═════ Conjunto de dados ═════
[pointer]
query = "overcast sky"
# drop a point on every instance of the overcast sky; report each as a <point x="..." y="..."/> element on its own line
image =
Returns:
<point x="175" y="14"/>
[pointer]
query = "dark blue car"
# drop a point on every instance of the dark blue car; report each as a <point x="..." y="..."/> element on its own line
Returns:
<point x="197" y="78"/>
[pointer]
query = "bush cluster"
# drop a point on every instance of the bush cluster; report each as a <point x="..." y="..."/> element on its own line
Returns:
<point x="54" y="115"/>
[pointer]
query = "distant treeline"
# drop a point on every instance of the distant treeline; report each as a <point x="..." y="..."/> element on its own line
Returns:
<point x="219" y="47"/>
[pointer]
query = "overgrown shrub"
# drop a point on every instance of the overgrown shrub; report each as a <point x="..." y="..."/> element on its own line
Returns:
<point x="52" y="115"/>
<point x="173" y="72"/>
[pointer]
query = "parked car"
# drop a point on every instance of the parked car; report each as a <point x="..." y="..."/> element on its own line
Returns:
═════
Pedido →
Digite novamente todas as linhas acima, sem nenhuma alteração.

Resposta do exercício →
[pointer]
query = "overcast sky"
# drop a point on every instance of the overcast sky; report each as a <point x="..." y="..."/> element on its own line
image =
Returns:
<point x="175" y="14"/>
[pointer]
query = "dark blue car"
# drop a point on every instance of the dark blue car; report each as a <point x="..." y="..."/> element on its own line
Returns:
<point x="197" y="78"/>
[pointer]
query = "bush cluster"
# drop a point on every instance of the bush cluster; report each as a <point x="..." y="..."/> element on its own line
Returns:
<point x="54" y="115"/>
[pointer]
query = "distant treeline"
# drop a point on every instance of the distant treeline; report each as a <point x="..." y="..."/> element on its own line
Returns:
<point x="219" y="47"/>
[pointer]
query = "overgrown shrub"
# drop a point on every instance of the overgrown shrub; report each as a <point x="..." y="..."/> element on its own line
Returns:
<point x="52" y="115"/>
<point x="173" y="72"/>
[pointer]
query = "parked car"
# drop a point on every instance of the parked car; report each as a <point x="..." y="..."/> element on its own line
Returns:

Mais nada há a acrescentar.